* _Problem_: Can you reproduce word for word the part of the material that opens with the line containing "Task: indicate one point on every instance of the wooden pole" and runs to the end, leaving the pictures out?

— Start of Supplied information —

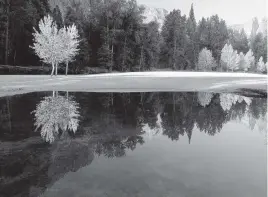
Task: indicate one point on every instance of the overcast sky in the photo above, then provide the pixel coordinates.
(233, 11)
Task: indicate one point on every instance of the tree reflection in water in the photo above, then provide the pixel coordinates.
(109, 125)
(55, 115)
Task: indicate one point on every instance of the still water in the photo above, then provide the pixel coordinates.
(58, 144)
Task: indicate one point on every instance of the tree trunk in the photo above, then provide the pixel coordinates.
(53, 68)
(112, 54)
(174, 53)
(124, 55)
(9, 115)
(67, 65)
(15, 53)
(141, 58)
(56, 71)
(7, 32)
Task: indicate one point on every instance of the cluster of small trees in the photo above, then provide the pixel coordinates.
(231, 60)
(55, 46)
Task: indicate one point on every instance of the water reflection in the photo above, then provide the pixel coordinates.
(83, 126)
(55, 115)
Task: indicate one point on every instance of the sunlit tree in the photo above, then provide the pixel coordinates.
(70, 42)
(205, 60)
(242, 62)
(47, 43)
(250, 60)
(261, 67)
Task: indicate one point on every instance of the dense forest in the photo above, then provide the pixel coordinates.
(113, 37)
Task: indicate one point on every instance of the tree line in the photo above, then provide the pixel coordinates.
(114, 37)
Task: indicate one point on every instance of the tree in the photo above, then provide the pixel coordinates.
(57, 16)
(261, 66)
(56, 114)
(205, 60)
(250, 60)
(254, 29)
(204, 98)
(174, 41)
(212, 33)
(192, 49)
(259, 46)
(16, 21)
(48, 43)
(229, 57)
(239, 40)
(70, 42)
(242, 62)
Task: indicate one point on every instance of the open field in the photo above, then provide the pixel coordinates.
(133, 82)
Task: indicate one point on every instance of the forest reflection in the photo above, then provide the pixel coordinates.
(61, 132)
(126, 118)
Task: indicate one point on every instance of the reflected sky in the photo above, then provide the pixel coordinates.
(133, 144)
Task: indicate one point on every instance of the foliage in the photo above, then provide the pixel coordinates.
(204, 98)
(54, 115)
(229, 57)
(55, 46)
(261, 68)
(250, 60)
(205, 60)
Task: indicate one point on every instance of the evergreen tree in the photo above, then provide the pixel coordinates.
(174, 41)
(250, 61)
(259, 46)
(213, 34)
(206, 61)
(239, 41)
(192, 48)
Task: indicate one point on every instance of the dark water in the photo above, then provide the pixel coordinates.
(131, 145)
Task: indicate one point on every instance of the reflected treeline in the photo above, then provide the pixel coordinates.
(55, 115)
(45, 135)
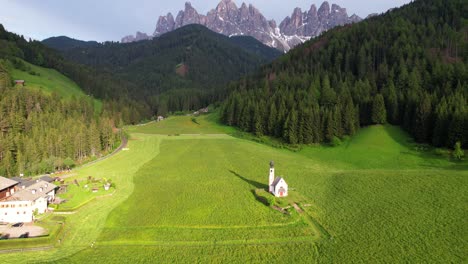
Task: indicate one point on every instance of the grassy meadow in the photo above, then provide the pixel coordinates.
(189, 197)
(50, 81)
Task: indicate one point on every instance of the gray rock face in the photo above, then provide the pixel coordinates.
(230, 20)
(165, 24)
(138, 37)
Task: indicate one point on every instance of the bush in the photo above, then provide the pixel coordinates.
(335, 142)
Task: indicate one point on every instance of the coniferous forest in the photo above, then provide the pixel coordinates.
(42, 133)
(406, 67)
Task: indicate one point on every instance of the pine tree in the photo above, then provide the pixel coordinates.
(379, 114)
(458, 151)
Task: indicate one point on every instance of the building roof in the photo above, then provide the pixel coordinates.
(6, 183)
(47, 178)
(33, 192)
(277, 180)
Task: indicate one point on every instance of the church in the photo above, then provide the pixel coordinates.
(277, 186)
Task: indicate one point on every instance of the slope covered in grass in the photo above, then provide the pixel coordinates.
(49, 81)
(189, 198)
(204, 124)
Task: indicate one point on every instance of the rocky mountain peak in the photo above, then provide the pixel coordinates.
(230, 20)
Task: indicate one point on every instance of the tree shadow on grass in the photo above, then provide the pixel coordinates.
(257, 185)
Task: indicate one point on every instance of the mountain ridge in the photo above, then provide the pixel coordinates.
(230, 20)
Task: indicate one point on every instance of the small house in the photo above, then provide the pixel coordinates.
(277, 186)
(20, 82)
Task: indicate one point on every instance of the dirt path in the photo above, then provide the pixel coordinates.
(17, 232)
(298, 209)
(122, 146)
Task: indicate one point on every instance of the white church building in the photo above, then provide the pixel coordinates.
(277, 186)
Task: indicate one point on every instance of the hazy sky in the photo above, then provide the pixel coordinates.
(103, 20)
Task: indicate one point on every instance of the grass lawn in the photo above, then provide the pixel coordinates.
(50, 81)
(189, 198)
(204, 124)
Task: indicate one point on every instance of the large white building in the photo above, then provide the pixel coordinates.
(277, 186)
(25, 199)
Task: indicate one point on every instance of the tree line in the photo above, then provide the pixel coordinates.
(406, 67)
(42, 133)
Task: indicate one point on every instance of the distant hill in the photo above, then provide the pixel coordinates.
(190, 67)
(66, 43)
(253, 45)
(407, 67)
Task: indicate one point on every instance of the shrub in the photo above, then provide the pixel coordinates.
(335, 142)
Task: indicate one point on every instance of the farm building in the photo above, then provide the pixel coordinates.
(277, 186)
(7, 187)
(24, 198)
(20, 82)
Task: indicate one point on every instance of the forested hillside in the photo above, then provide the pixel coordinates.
(115, 92)
(182, 70)
(406, 67)
(42, 133)
(66, 43)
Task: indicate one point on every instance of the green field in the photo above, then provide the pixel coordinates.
(50, 81)
(189, 198)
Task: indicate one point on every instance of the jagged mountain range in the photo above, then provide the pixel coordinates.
(230, 20)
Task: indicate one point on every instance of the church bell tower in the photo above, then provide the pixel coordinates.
(272, 176)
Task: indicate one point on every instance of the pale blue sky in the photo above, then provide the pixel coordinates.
(103, 20)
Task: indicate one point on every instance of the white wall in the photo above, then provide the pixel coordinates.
(15, 212)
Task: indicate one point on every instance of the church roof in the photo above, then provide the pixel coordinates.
(6, 183)
(276, 181)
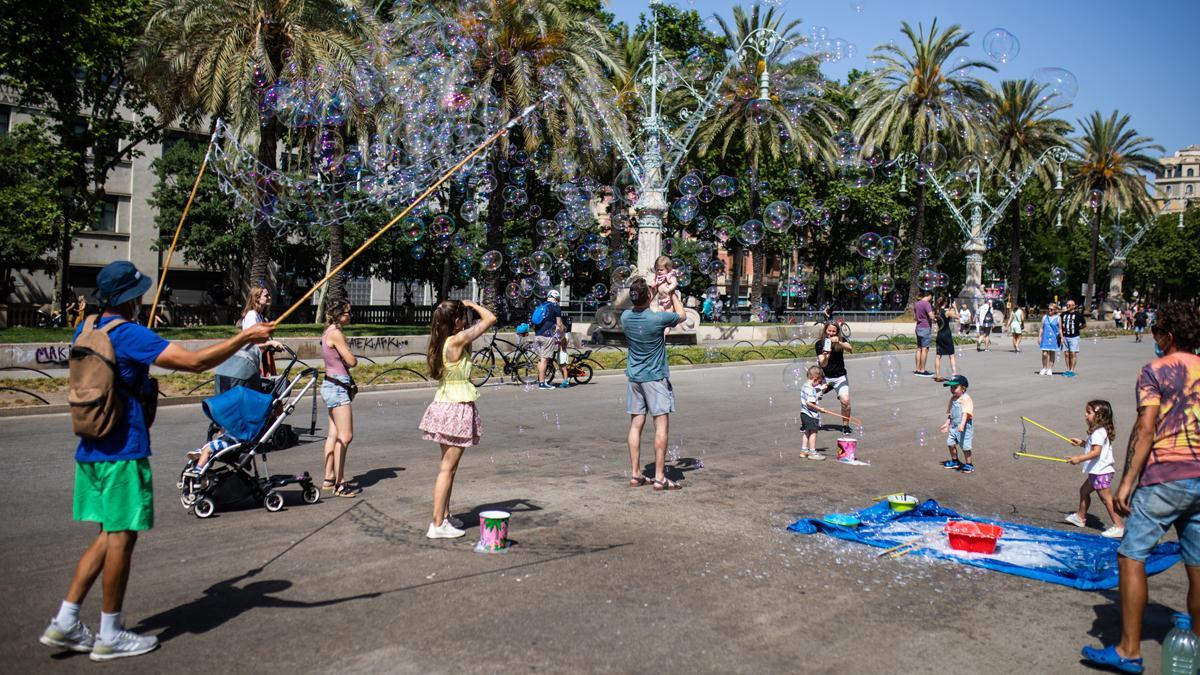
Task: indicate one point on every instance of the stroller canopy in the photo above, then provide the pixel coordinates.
(240, 411)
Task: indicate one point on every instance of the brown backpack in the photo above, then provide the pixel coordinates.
(94, 381)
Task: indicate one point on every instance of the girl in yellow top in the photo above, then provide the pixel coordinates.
(451, 419)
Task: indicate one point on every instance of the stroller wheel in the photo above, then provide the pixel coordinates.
(273, 501)
(204, 507)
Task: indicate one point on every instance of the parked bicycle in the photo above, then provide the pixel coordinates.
(517, 363)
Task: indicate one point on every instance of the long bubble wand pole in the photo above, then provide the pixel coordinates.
(187, 207)
(400, 216)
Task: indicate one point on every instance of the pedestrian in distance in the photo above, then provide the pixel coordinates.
(648, 392)
(337, 390)
(1073, 323)
(113, 483)
(959, 425)
(1159, 487)
(451, 420)
(831, 351)
(923, 311)
(1098, 467)
(1049, 339)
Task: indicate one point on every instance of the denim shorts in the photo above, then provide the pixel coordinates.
(1153, 509)
(333, 394)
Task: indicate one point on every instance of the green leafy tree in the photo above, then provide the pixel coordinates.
(766, 127)
(211, 58)
(919, 97)
(1020, 130)
(69, 63)
(1110, 174)
(30, 203)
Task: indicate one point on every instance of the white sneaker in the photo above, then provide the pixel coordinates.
(1074, 519)
(75, 638)
(444, 531)
(127, 643)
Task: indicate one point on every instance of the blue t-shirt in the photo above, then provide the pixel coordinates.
(549, 324)
(136, 348)
(647, 358)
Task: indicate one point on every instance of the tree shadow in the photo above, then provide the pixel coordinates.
(376, 475)
(1107, 625)
(471, 519)
(226, 601)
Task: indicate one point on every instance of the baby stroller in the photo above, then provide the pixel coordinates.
(250, 419)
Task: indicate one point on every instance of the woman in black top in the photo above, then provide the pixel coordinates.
(945, 340)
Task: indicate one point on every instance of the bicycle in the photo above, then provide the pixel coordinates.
(577, 370)
(520, 363)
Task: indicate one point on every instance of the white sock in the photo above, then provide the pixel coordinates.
(69, 613)
(109, 626)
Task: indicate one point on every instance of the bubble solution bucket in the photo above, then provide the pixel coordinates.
(493, 531)
(973, 537)
(846, 448)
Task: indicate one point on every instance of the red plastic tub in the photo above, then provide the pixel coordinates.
(973, 537)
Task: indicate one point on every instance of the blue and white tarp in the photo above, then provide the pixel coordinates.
(1079, 560)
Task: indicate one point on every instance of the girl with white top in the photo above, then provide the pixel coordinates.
(1099, 467)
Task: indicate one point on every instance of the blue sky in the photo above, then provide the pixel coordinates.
(1132, 57)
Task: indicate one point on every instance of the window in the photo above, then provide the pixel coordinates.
(106, 215)
(358, 291)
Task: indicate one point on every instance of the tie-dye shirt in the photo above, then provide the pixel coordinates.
(1173, 383)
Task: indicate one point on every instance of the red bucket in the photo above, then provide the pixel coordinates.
(973, 537)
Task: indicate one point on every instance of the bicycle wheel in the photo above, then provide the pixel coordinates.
(483, 366)
(525, 366)
(581, 372)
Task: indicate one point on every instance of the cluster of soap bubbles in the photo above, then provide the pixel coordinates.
(1001, 46)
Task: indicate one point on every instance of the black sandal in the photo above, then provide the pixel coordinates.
(665, 485)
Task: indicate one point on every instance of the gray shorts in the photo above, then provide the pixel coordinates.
(654, 398)
(546, 347)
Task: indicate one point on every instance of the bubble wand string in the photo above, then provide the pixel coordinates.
(420, 198)
(187, 207)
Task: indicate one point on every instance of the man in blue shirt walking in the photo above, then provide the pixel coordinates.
(113, 485)
(649, 384)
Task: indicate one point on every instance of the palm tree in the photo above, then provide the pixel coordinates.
(1110, 173)
(526, 49)
(917, 99)
(1021, 127)
(790, 121)
(214, 57)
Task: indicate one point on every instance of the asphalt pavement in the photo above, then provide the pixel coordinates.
(601, 577)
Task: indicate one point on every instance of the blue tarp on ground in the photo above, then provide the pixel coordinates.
(1079, 560)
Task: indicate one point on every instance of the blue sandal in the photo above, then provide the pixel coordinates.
(1109, 656)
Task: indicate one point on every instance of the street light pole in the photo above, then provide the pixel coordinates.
(977, 226)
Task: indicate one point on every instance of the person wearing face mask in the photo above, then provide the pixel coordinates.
(1161, 484)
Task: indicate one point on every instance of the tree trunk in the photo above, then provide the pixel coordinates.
(1014, 255)
(1091, 262)
(918, 237)
(261, 260)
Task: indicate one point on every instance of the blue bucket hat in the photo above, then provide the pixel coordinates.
(120, 282)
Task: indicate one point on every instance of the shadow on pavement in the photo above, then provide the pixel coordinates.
(226, 601)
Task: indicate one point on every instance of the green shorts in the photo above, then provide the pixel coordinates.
(119, 495)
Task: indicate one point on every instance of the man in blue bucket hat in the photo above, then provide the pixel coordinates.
(113, 484)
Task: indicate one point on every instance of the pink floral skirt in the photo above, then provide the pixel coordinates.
(451, 424)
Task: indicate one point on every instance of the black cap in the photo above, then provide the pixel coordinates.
(957, 380)
(120, 282)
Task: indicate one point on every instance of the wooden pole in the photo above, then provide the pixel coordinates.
(407, 210)
(187, 207)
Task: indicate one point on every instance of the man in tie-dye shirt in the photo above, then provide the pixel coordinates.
(1161, 485)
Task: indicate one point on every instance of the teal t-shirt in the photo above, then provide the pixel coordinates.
(647, 358)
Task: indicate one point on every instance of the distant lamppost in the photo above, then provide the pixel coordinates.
(975, 226)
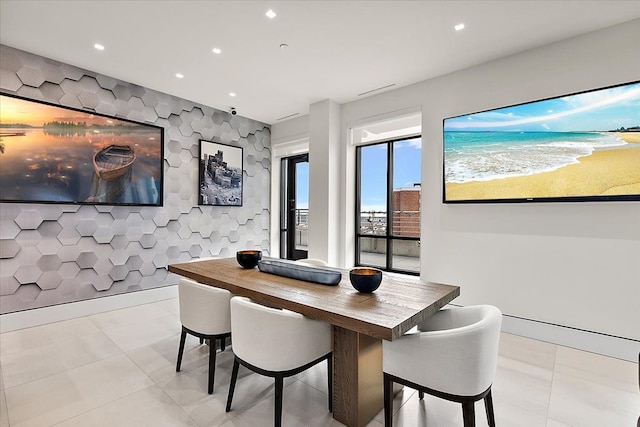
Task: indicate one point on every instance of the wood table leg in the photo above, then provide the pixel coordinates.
(357, 377)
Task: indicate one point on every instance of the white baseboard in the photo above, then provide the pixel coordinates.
(607, 345)
(56, 313)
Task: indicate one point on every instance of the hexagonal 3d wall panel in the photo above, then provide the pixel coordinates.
(82, 252)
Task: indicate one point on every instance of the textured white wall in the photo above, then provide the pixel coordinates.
(54, 254)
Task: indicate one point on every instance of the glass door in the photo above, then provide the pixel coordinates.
(294, 194)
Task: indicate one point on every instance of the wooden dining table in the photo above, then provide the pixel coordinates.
(360, 321)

— End of Supplied information —

* _Solved exercise_:
Task: indicate one point on every instance of the wooden pole in the photo above, then provide the pixel coordinates.
(407, 210)
(187, 207)
Task: indicate one point on every instance of the man in tie-dye shirt in the photo above, then provide the pixel coordinates.
(1161, 485)
Task: indicate one point on every instance of the teal t-shirt in the photo above, then provide the pixel coordinates.
(647, 358)
Task: indicate one point on every instance of the distant lamppost in the photo above, then provide the pixel coordinates.
(975, 226)
Task: indicate one point on every instance of the wood table leg in the photo above, then provide the pixel coordinates.
(357, 377)
Task: indicate one point on every instance of the white baseboard in the photo above, then provide the pixel coordinates.
(607, 345)
(56, 313)
Task: indicate one point on every instance of the hexagonal 3d wall panel in the photo above, then provide the pixel coordinates.
(82, 252)
Task: indicate one point on every instance of the textured white wall in the photo above, then provide the pixel coordinates.
(54, 254)
Task: indicate one point on every instance of the glass door in the photo above, then provide the pixel coordinates.
(294, 194)
Task: indicate one point on every instance of the wooden dining table in the photo above, then provide the pixel coordinates.
(360, 321)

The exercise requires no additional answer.